• _REQUIRED TASK_
Reproduce each line of the following records verbatim, with no changes to wording, punctuation, or coordinates.

<<<<

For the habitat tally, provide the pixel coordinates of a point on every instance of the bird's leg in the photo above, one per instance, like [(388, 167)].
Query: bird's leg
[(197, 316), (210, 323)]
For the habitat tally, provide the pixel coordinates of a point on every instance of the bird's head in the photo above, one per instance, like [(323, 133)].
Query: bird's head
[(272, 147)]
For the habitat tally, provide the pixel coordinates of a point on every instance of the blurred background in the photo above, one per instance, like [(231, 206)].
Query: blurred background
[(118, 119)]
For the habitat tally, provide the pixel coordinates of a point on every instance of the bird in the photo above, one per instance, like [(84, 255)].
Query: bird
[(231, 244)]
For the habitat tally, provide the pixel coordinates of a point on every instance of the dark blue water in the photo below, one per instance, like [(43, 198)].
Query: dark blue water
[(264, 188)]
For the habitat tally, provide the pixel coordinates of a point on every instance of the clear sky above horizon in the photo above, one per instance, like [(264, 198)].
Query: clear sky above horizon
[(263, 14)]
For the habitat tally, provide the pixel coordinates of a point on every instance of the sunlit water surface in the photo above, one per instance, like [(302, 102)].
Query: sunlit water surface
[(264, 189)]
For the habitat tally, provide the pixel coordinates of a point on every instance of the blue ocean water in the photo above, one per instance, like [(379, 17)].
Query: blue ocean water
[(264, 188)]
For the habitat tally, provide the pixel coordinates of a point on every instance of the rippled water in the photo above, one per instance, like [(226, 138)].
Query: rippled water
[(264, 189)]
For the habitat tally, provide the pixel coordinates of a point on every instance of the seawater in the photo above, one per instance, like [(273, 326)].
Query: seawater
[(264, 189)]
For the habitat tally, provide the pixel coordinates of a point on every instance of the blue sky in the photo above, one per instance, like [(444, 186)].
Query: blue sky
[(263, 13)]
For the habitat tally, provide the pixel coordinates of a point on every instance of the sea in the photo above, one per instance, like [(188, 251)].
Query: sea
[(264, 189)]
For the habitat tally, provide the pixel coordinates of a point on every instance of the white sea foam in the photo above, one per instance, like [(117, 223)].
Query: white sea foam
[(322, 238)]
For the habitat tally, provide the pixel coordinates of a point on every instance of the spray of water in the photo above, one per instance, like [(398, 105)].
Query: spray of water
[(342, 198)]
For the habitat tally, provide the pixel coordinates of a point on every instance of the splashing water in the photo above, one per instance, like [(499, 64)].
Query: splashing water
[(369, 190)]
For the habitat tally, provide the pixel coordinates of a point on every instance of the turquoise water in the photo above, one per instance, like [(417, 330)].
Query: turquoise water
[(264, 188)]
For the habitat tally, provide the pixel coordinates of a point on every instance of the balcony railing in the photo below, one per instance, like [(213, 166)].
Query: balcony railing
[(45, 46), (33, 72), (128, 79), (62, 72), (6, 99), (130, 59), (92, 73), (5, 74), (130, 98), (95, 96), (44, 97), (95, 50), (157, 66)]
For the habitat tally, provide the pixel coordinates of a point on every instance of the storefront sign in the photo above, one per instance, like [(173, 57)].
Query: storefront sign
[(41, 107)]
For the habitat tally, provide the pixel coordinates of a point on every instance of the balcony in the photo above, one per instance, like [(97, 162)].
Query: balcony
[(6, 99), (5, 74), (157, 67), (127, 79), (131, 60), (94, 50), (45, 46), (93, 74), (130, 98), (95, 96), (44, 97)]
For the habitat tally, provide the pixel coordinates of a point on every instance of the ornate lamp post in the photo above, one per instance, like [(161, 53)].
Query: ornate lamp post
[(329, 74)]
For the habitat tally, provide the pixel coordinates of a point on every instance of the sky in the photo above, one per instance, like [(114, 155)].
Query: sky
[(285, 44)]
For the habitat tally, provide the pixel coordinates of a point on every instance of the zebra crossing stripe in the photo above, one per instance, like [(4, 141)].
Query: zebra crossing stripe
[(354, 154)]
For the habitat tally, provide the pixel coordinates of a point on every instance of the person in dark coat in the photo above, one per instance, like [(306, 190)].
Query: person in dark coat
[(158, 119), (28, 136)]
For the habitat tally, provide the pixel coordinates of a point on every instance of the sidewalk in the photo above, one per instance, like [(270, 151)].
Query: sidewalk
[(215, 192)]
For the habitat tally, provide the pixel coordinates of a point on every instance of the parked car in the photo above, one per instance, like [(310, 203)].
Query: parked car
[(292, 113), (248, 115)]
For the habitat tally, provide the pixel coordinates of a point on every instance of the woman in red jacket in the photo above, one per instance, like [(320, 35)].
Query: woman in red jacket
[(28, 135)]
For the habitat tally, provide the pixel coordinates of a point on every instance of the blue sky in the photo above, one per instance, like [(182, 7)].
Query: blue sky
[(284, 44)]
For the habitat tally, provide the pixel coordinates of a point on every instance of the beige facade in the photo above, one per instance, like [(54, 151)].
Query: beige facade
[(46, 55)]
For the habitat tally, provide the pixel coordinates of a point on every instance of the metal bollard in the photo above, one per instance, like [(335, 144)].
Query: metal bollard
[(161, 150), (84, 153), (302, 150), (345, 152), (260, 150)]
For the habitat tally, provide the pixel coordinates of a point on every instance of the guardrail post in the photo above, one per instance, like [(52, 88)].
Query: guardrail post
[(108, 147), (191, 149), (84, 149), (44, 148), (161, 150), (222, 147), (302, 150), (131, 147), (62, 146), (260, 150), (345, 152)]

>>>>

• _SOLUTION FOR THIS TASK_
For the habitat tally, provide the pixel coordinates of a point on every instance of the bird's leg in the photo above, one per instance, like [(388, 167)].
Query: bird's leg
[(197, 316), (210, 323)]
For the habitat tally, provide the pixel coordinates of a point on every instance of the bird's head in the photo above, one per instance, like [(323, 133)].
Query: bird's head
[(272, 147)]
For the habitat tally, provide the pixel coordinates of a point on every instance of the blurred background in the photo above, one per instance, like [(231, 206)].
Query: blurred background
[(118, 119)]
For the habitat tally, provide the pixel coordinates of a point on every instance of the bird in the photo above, one per instance, like [(84, 255)].
Query: bird
[(231, 244)]
For the habitat tally, provide the pixel coordinates of a point on every instance of the dark blue water in the photo below, one per instance, like [(43, 198)].
Query: dark blue water
[(264, 188)]
For the habitat tally, provide the pixel coordinates of a point on every instance of the clear sky above horizon in the photo above, one per instance, like [(264, 198)].
Query: clear sky above horizon
[(263, 14)]
For the habitat tally, provide the pixel coordinates of a point on every instance of the sunlit water surface in the photo above, one per instance, like [(302, 102)].
Query: sunlit water surface
[(264, 189)]
For the habitat tally, provide the pixel coordinates of a point on every instance of the blue ocean water in the photo above, one per instance, like [(379, 17)].
Query: blue ocean water
[(264, 188)]
For the habitat tally, provide the pixel coordinates of a point on every instance of the rippled water in the photo above, one per instance, like [(226, 138)].
Query: rippled water
[(264, 189)]
For the habitat tally, provide the pixel coordinates of a point on every instance of the seawater in the photo above, one per instance, like [(273, 326)].
Query: seawater
[(264, 189)]
For the habitat tally, provide the pixel coordinates of a point on every instance of the blue sky in the photo above, one per instance, like [(444, 186)].
Query: blue sky
[(263, 13)]
For the habitat tally, provide the pixel coordinates of a point on every instance of the sea in the photo above, one per instance, like [(188, 251)].
Query: sea
[(264, 189)]
For the habitat tally, provide the pixel coordinates of a point on every instance of the white sea foam in the photo above, one per instance, like [(117, 223)].
Query: white sea foam
[(322, 238)]
For the habitat tally, provide the pixel coordinates of a point on every instance of the spray of water in the photo above, one per instance, like [(398, 105)].
Query: spray of water
[(342, 198)]
For the habitat tally, provide the pixel coordinates of a point on every instance of the splashing water in the photo above, one per instance, like [(499, 64)].
Query: splashing water
[(369, 190)]
For the habitat tally, provide the pixel coordinates of a point on every instance of the turquoise water in the photo above, one per instance, like [(417, 330)].
Query: turquoise water
[(264, 188)]
For the habitat tally, provide the pixel coordinates of a point on every instance of the balcony railing in the photo below, one per instance, like [(213, 166)].
Query: balcony railing
[(45, 46), (33, 72), (128, 79), (62, 72), (6, 99), (130, 59), (92, 73), (5, 74), (130, 98), (95, 96), (44, 97), (95, 50), (157, 66)]
For the habitat tally, provide the pixel coordinates of a point on every instance of the storefront sign in the photo above, one per instance, like [(173, 57)].
Query: storefront sign
[(41, 107)]
For the habitat tally, provide the pixel coordinates of a point on every instance of the balcony in the photo above, one per instance, like [(97, 162)].
Query: balcony
[(6, 99), (5, 74), (157, 67), (127, 79), (131, 60), (94, 50), (45, 46), (93, 74), (130, 98), (95, 96), (44, 97)]
For the habitat tally, provide the pixel coordinates of a point on every instance of the ornate lamp post in the photo above, one per instance, like [(161, 53)].
Query: ornate lamp post
[(329, 74)]
For the habitat tally, provide the pixel coordinates of a point on every instance of the sky in the photo above, one per instance, like [(114, 155)].
Query: sky
[(285, 44)]
For the habitat tally, provide the pixel coordinates of a point on every instance of the zebra crossing stripe in the photo above, one per instance, like [(4, 141)].
Query: zebra crossing stripe
[(354, 154)]
For the habitat tally, provide the pixel coordinates of a point on every instance of the person in dark coat in the photo above, one per instance, like [(306, 190)].
Query: person in dark coat
[(158, 119), (28, 136)]
For the habitat tally, provide the pixel coordinates of a point on every instance of the sidewalk in the photo above, one per instance, like [(270, 151)].
Query: sidewalk
[(215, 192)]
For the habitat tally, provide the pixel coordinates of a point on every instance of the parked car in the photo above, one per instance, like [(310, 203)].
Query: parked car
[(292, 113), (248, 115)]
For the habitat tally, provide the pixel coordinates of a point on every instance of the woman in red jacket in the photo above, one per instance, like [(320, 35)].
Query: woman in red jacket
[(28, 135)]
For the habitat tally, provide the pixel coordinates of a point on every instance of the blue sky in the photo above, one per instance, like [(182, 7)].
Query: blue sky
[(284, 44)]
For the habitat tally, provide the pixel coordinates of a point on every instance of the beige facade in the photo above, one per instance, like [(54, 151)].
Query: beige facade
[(46, 55)]
For the habitat tally, provide the pixel coordinates of a point on every instance of the metal bollard in the photo above, one per instance, like [(335, 144)].
Query: metal bollard
[(161, 150), (84, 153), (302, 150), (345, 152), (260, 150)]
For the habitat tally, provide the pixel coordinates of a point on every instance of the guardrail post in the photo above, one per instance, like [(52, 88)].
Query: guardrail post
[(108, 147), (191, 149), (84, 149), (44, 148), (161, 150), (222, 147), (302, 150), (131, 147), (62, 146), (260, 150), (345, 152)]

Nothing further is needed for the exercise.